=== TEKS BACAAN ===
|
|
|
Sabtu, 28 April 2012 , 09:51:00
http://www.radar-bogor.co.id/index.php?rbi=berita.detail&id=94195
|
CIBINONG-Partai politik (parpol) berkewajiban
memberikan pendidikan politik kepada masyarakat, sesuai dengan
undang-undang. Bahkan, untuk melaksanakan pendidikan ini, parpol
mendapatkan kucuran dana dari APBN/APBD. Sayangnya, pengelolaan dana
tersebut dinilai tidak jelas, sehingga kewajiban memberikan pendidikan
politik pun dipertanyakan.
“Sepengetahuan saya, pendidikan politik dalam parpol sangat tidak jelas
dan tidak memadai.Indikatornya, krisis rekrutmen calon pemimpin,” ujar
Ketua Bagian Hukum Tata Negara Fakultas Hukum Universitas Pakuan, R
Muhammad Mihradi.
Menurut dia, minimnya pendidikan politik juga dikuatkan dengan kenyataan
banyaknya anggota dewan yang minim kapasitas dan kualitas. Termasuk
pula ketiadaan visi dan ideologi parpol yang propublik dan teruji secara
empirik. Kalaupun ada, pendidikan lebih kepada ajang kumpul-kumpul
untuk menguatkan dukungan.
Selain itu, lanjut Mihradi, ia mengaku jarang melihat adanya kegiatan
pendidikan politik bagi publik. Selama ini, publik hanya disuguhi
kampanye dan janji-janji penuh dugaan aroma politik uang. Bahkan, yang
cukup memprihatinkan adalah banyaknya kepala daerah yang bukan dari
kader partai pengusungnya.
“Ini menunjukkan minimnya kaderisasi tokoh mumpuni dari internal parpol,” ungkapnya.
Berdasarkan fakta-fakta tersebut, Mihradi memiliki perspektif bahwa
parpol tak lagi dapat menjalankan fungsi agregasi dan artikulator
kepentingan publik, melainkan terjebak dalam skandal kartel, rente dan
korupsi politik. Parahnya lagi, kondisi ini telah menjadi konsumsi
publik sebagaimana terlihat pada kasus-kasus yang ditangani Komisi
Pemberantasan Korupsi (KPK).
===
INSTRUKSI TERTULIS A>
Menurut teks bacaan, apa yang disebut Mihradi sebagai indikator tidak jelasnya pendidikan politik dalam parpol?
INSTRUKSI TERTULIS B>
Ulangi bagian teks bacaan mulai dari "Menurut dia, minimnya" sampai dengan "untuk menguatkan dukungan.", tanpa mengubah satu kata pun.
Item-item di bawah ini diambil dari sumber lain, bukan dari teks bacaan di atas.
=== ENTRI DATA ===
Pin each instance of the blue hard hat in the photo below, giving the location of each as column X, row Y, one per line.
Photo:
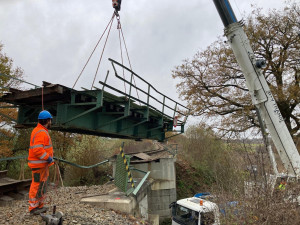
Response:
column 44, row 115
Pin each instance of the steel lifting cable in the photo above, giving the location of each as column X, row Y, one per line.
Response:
column 110, row 22
column 102, row 51
column 42, row 98
column 128, row 59
column 119, row 28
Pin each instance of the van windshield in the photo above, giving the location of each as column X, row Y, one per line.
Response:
column 183, row 215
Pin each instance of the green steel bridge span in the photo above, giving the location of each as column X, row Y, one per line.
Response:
column 99, row 112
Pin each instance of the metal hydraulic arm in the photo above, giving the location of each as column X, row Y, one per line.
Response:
column 259, row 90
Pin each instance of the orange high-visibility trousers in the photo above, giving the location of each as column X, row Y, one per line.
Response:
column 38, row 187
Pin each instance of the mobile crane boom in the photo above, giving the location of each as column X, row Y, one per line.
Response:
column 259, row 90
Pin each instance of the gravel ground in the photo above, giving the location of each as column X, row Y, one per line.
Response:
column 67, row 200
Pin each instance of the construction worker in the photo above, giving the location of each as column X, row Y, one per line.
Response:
column 40, row 158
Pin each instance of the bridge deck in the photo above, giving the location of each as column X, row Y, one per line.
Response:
column 97, row 112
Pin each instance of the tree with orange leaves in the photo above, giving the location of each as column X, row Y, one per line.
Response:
column 7, row 73
column 214, row 86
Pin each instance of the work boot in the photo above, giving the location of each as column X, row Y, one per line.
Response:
column 37, row 211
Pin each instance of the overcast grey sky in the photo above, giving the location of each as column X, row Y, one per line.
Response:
column 51, row 40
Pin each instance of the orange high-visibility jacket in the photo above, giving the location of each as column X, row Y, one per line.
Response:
column 40, row 147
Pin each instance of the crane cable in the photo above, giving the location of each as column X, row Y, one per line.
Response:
column 120, row 29
column 109, row 23
column 103, row 50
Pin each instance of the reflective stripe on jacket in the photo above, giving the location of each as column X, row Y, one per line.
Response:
column 40, row 147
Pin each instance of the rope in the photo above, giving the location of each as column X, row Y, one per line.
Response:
column 102, row 51
column 93, row 50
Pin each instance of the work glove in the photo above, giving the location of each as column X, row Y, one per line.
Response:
column 50, row 159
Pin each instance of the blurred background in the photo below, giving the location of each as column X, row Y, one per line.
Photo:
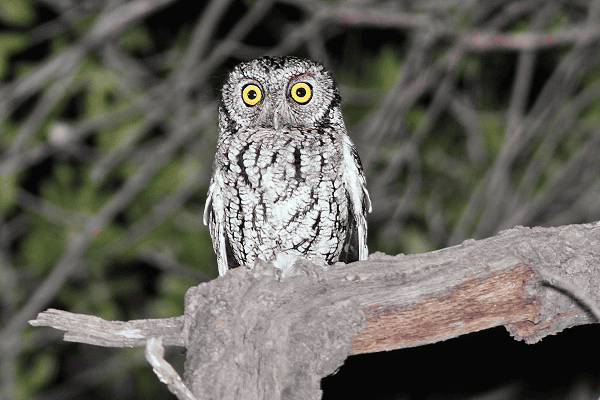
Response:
column 470, row 117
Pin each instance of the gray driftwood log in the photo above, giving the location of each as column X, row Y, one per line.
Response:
column 252, row 335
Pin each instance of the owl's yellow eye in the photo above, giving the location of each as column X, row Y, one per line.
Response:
column 301, row 92
column 251, row 94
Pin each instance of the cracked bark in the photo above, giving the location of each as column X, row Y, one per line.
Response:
column 252, row 335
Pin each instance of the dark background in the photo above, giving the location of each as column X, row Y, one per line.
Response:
column 469, row 117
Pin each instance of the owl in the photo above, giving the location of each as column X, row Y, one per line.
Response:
column 287, row 181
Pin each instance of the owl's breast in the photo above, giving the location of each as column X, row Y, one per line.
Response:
column 284, row 191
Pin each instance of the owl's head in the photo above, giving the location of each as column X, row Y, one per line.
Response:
column 275, row 92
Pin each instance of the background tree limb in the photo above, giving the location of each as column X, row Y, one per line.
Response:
column 252, row 335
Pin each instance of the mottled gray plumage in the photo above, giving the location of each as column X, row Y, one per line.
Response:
column 287, row 180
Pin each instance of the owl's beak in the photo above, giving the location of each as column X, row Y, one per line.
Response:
column 278, row 117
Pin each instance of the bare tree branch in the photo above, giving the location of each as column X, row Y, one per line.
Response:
column 275, row 336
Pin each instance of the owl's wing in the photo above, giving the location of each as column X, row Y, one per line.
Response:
column 214, row 217
column 359, row 201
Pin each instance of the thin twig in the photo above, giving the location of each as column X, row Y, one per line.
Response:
column 166, row 373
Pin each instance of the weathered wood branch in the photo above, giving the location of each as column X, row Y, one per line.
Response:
column 251, row 335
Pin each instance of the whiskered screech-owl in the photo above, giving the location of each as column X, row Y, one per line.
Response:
column 287, row 181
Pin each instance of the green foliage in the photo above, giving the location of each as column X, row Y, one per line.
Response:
column 16, row 12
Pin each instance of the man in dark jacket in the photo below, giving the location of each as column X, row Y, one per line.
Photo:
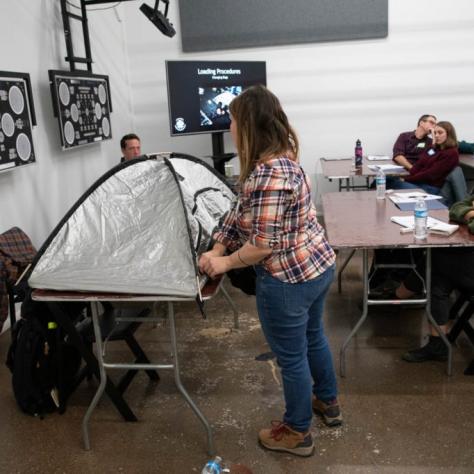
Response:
column 452, row 269
column 410, row 145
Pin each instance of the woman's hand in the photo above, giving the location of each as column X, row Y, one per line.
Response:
column 468, row 216
column 213, row 265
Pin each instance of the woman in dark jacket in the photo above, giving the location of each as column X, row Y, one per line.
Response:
column 434, row 164
column 452, row 269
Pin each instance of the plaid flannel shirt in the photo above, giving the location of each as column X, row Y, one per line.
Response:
column 274, row 210
column 16, row 253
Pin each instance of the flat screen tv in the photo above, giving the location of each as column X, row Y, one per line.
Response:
column 199, row 92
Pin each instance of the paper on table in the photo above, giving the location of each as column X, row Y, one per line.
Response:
column 412, row 196
column 434, row 225
column 378, row 157
column 387, row 167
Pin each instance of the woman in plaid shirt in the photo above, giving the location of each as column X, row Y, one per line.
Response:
column 273, row 227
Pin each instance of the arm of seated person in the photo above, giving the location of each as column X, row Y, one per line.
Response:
column 248, row 254
column 402, row 161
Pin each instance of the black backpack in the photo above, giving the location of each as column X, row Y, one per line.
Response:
column 41, row 360
column 34, row 371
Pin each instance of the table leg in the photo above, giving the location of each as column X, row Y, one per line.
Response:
column 177, row 378
column 339, row 273
column 449, row 369
column 365, row 276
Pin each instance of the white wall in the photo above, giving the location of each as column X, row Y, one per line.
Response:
column 333, row 93
column 35, row 197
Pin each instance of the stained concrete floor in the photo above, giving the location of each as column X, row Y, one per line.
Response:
column 399, row 417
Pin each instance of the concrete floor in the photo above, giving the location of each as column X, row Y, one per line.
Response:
column 399, row 417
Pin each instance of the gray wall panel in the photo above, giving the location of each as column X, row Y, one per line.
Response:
column 225, row 24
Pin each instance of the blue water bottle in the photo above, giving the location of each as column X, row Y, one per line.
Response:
column 358, row 154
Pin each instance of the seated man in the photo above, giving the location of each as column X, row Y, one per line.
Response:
column 434, row 164
column 410, row 145
column 130, row 145
column 451, row 269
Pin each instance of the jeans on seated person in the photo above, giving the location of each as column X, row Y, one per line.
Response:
column 291, row 318
column 394, row 182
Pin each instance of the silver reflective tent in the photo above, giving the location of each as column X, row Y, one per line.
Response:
column 138, row 229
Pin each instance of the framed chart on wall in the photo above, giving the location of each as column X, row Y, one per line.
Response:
column 82, row 104
column 17, row 117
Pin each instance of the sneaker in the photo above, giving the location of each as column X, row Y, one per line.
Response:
column 329, row 412
column 435, row 349
column 280, row 437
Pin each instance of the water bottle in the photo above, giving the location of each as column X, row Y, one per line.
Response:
column 421, row 218
column 358, row 154
column 213, row 466
column 380, row 183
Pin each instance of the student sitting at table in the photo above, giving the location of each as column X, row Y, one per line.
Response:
column 434, row 165
column 409, row 145
column 452, row 269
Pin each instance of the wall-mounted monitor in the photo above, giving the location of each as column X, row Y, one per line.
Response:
column 199, row 92
column 17, row 117
column 82, row 103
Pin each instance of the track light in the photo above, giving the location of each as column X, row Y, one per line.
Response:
column 159, row 19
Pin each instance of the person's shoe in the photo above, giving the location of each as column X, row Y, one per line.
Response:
column 280, row 437
column 435, row 349
column 329, row 412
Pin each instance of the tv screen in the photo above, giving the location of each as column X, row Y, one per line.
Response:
column 199, row 92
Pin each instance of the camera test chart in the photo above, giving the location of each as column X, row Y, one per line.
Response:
column 82, row 103
column 17, row 117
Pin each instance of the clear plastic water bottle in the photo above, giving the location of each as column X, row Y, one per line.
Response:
column 380, row 182
column 358, row 154
column 421, row 219
column 214, row 466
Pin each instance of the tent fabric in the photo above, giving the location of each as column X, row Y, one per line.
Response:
column 138, row 229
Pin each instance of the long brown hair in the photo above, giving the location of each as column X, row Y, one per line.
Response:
column 263, row 130
column 451, row 139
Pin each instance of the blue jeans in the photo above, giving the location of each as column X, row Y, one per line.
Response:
column 396, row 183
column 291, row 319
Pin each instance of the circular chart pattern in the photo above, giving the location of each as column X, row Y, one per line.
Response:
column 74, row 112
column 16, row 100
column 102, row 94
column 23, row 147
column 69, row 132
column 105, row 127
column 64, row 94
column 8, row 125
column 98, row 111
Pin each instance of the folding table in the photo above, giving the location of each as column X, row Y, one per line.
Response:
column 208, row 291
column 370, row 228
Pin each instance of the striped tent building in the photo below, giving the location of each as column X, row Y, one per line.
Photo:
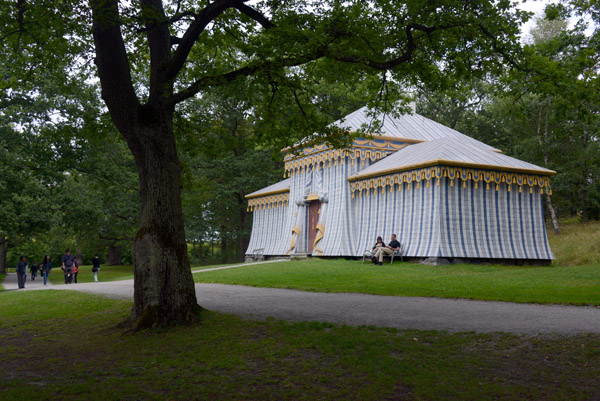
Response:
column 444, row 194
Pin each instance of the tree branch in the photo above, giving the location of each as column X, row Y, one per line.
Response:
column 248, row 70
column 113, row 65
column 206, row 16
column 255, row 15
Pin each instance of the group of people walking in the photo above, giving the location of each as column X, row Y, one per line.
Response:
column 43, row 268
column 70, row 268
column 380, row 249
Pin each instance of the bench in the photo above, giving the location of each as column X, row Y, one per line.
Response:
column 369, row 254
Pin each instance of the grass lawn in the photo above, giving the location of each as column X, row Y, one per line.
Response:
column 107, row 273
column 554, row 284
column 64, row 346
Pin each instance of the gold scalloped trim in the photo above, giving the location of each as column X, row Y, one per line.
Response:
column 427, row 174
column 268, row 202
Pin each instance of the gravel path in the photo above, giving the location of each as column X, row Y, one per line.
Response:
column 454, row 315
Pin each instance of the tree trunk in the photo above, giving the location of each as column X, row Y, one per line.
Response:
column 2, row 254
column 224, row 249
column 552, row 214
column 164, row 290
column 243, row 239
column 114, row 256
column 543, row 140
column 164, row 287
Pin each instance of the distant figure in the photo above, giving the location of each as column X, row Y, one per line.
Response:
column 75, row 270
column 33, row 268
column 22, row 271
column 394, row 245
column 378, row 244
column 46, row 267
column 95, row 267
column 68, row 266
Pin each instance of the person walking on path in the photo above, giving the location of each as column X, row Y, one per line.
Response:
column 46, row 267
column 95, row 267
column 22, row 271
column 33, row 268
column 75, row 270
column 68, row 266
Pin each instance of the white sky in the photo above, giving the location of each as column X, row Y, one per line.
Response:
column 536, row 6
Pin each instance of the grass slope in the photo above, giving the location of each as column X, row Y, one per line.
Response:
column 564, row 285
column 63, row 346
column 577, row 244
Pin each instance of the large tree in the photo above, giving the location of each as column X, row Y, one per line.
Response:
column 151, row 55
===
HASIL A>
Krisis rekrutmen calon pemimpin.

HASIL B>
Menurut dia, minimnya pendidikan politik juga dikuatkan dengan kenyataan
banyaknya anggota dewan yang minim kapasitas dan kualitas. Termasuk
pula ketiadaan visi dan ideologi parpol yang propublik dan teruji secara
empirik. Kalaupun ada, pendidikan lebih kepada ajang kumpul-kumpul
untuk menguatkan dukungan.